Power for Living – Part 2
Ephesians 3:14-21P. G. Mathew | Sunday, September 21, 2003
Copyright © 2003, P. G. Mathew
For this reason I kneel before the Father, from whom his whole family in heaven and on earth derives its name. I pray that out of his glorious riches he may strengthen you with power through his Spirit in your inner being, so that Christ may dwell in your hearts through faith. And I pray that you, being rooted and established in love, may have power, together with all the saints, to grasp how wide and long and high and deep is the love of Christ, and to know this love that surpasses knowledge–that you may be filled to the measure of all the fulness of God.
Now to him who is able to do immeasurably more than all we ask or imagine, according to his power that is at work within us, to him be glory in the church and in Christ Jesus throughout all generations, for ever and ever! Amen.
Ephesians 3:14-21
The Christian life is utterly impossible for those who have not experienced the miracle of spiritual resurrection, also known as new birth. Thus, many people who profess to be Christians find themselves living sinful lives because they are not born of God. They are trying to live victorious, supernatural lives in their own power; it is impossible.
We need divine power to live the Christian life, and this power is available only to those who are born of God. This power raised Jesus Christ from the dead and seated him at God’s right hand as Lord of all and head of the church. In Ephesians 1:15-23 and again in Ephesians 3:14-21 Paul prays for the Ephesian believers to experience this power of God in their innermost being so that they can live the Christian life in a hostile world.
There are seven principles we must understand to appropriate this divine power:
- Power Is Received Through Prayer
Spiritual power is received through prayer. Those who do not pray live a defeated life in which they murmur, are worldly, and yield to temptation. Those who do not pray cannot live a Christ-centered life.
But Paul was a man of prayer. In Ephesians 1:15-16 he says, “For this reason, ever since I heard about your faith in the Lord Jesus and your love for all the saints, I have not stopped giving thanks for you, remembering you in my prayers.” Again we find him praying in Ephesians 6:18-20: “And pray in the Spirit on all occasions with all kinds of prayers and requests. With this in mind, be alert and always keep on praying for all the saints. Pray also for me, that whenever I open my mouth, words may be given me so that I will fearlessly make known the mystery of the gospel for which I am an ambassador in chains. Pray that I may declare it fearlessly, as I should.”
In Ephesians 3:14-21, we find the greatest of Paul’s prayers, where he prays not for some people, but for all the saints to experience God’s mighty power to live the victorious Christian life. “For this reason I kneel before the Father.” God is no longer a distant stranger to Paul, but his Father. Paul mentioned earlier, “[God] predestined us to be adopted as his sons through Jesus Christ” (1:5). As sons, we have the privilege of coming into God’s presence to commune with him as our heavenly Father. We can come in confidence, knowing our sins are forgiven and we have been given the gift of Christ’s perfect righteousness.
Yet we must also come in holy reverence. The usual posture for Jewish prayer was standing, as we see in Luke 18. In times of crisis, some would prostrate themselves before God. They also knelt, as Jesus did in Gethsemane. Here Paul kneels, showing his intensity and earnestness: “I bow my knees”-pros ton patera -“before the Father.” This expression points to the fact that Paul’s relation to the Father was very close; it was not merely conceptual, but personal. He is kneeling in the very presence of his Father, facing him. God is in heaven, yet he is near to his beloved children, and when we pray, he hears us. Paul tells us in Galatians 4:6, “Because you are sons, God sent the Spirit of his Son into our hearts, by whom we cry, ‘Abba, ho Pater.'” These are the Aramaic and Greek words for “father.”
....
§ **Set task 1**
Format the rows that open with the line containing "Exercise. Point out the bronze" and close with the line containing "point(545, 456)" as a JSON list of strings, one string per line, leaving out blank lines.
The sermon and the rows that come next are unrelated.
....
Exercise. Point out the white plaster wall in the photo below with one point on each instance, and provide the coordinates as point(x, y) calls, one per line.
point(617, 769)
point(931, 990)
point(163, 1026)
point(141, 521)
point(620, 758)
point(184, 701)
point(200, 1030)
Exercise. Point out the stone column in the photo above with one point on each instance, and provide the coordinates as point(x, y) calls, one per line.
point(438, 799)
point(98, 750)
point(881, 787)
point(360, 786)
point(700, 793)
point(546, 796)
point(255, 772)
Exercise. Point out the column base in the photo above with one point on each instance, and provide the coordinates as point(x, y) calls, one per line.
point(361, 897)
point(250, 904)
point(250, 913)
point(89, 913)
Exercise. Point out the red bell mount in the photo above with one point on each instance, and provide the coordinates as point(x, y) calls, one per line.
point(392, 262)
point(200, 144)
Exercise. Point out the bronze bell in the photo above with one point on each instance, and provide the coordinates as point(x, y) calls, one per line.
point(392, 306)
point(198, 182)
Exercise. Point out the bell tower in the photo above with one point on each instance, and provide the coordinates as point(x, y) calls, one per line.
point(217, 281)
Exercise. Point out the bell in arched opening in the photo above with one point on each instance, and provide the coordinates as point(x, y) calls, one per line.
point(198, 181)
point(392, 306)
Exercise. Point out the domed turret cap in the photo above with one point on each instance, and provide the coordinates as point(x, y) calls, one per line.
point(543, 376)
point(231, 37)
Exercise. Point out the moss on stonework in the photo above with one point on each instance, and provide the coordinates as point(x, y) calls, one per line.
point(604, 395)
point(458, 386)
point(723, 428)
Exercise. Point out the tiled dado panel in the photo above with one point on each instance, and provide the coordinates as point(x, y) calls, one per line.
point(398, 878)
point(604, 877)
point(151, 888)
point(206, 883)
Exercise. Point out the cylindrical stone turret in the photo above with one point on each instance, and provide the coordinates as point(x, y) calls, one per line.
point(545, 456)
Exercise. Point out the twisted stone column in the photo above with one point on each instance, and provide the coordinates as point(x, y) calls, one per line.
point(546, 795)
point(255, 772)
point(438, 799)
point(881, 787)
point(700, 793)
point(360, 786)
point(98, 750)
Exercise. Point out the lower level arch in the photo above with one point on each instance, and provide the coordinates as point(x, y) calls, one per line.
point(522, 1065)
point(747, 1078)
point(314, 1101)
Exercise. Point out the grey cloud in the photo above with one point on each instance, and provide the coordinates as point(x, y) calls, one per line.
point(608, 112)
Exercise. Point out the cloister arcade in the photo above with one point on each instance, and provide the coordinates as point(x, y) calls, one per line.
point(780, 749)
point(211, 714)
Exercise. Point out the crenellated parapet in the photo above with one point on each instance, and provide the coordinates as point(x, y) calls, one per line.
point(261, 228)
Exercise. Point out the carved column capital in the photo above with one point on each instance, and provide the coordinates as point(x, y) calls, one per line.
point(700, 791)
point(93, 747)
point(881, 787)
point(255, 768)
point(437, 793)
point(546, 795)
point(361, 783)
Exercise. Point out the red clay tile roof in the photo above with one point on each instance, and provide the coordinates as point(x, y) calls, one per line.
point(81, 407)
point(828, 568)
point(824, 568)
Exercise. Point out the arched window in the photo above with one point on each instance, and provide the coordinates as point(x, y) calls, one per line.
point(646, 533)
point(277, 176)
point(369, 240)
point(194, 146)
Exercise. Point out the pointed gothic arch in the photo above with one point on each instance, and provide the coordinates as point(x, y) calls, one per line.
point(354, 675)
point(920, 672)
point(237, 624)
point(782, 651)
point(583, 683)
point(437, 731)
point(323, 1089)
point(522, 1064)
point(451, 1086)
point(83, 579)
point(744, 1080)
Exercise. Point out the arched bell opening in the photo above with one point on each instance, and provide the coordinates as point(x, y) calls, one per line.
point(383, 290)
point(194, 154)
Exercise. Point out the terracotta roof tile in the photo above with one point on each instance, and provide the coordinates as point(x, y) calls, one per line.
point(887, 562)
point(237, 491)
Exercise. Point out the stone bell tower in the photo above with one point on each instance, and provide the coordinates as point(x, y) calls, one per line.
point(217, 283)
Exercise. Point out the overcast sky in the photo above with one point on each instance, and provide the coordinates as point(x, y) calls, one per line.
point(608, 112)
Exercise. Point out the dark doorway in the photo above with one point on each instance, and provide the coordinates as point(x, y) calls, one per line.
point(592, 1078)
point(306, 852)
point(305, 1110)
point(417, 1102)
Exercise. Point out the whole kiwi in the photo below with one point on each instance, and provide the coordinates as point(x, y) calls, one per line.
....
§ **Set task 2**
Retype the part of the sermon that opens with the words "In Ephesians 3:14-21, we" and closes with "Christ’s perfect righteousness.", keeping every character unchanged.

§ **Written reply 1**
[
  "Exercise. Point out the bronze bell in the photo above with one point on each instance, and provide the coordinates as point(x, y) calls, one per line.",
  "point(392, 306)",
  "point(198, 182)",
  "Exercise. Point out the bell tower in the photo above with one point on each instance, and provide the coordinates as point(x, y) calls, one per line.",
  "point(217, 281)",
  "Exercise. Point out the bell in arched opening in the photo above with one point on each instance, and provide the coordinates as point(x, y) calls, one per line.",
  "point(198, 181)",
  "point(392, 306)",
  "Exercise. Point out the domed turret cap in the photo above with one point on each instance, and provide the coordinates as point(x, y) calls, one per line.",
  "point(543, 376)",
  "point(231, 37)",
  "Exercise. Point out the moss on stonework in the photo above with one point on each instance, and provide the coordinates as point(x, y) calls, one per line.",
  "point(604, 395)",
  "point(458, 386)",
  "point(723, 428)",
  "Exercise. Point out the tiled dado panel in the photo above with one point on each instance, and provide the coordinates as point(x, y) calls, one per line.",
  "point(398, 878)",
  "point(604, 877)",
  "point(151, 888)",
  "point(206, 883)",
  "Exercise. Point out the cylindrical stone turret in the photo above with one point on each instance, and provide the coordinates as point(x, y) calls, one per line.",
  "point(545, 456)"
]

§ **Written reply 2**
In Ephesians 3:14-21, we find the greatest of Paul’s prayers, where he prays not for some people, but for all the saints to experience God’s mighty power to live the victorious Christian life. “For this reason I kneel before the Father.” God is no longer a distant stranger to Paul, but his Father. Paul mentioned earlier, “[God] predestined us to be adopted as his sons through Jesus Christ” (1:5). As sons, we have the privilege of coming into God’s presence to commune with him as our heavenly Father. We can come in confidence, knowing our sins are forgiven and we have been given the gift of Christ’s perfect righteousness.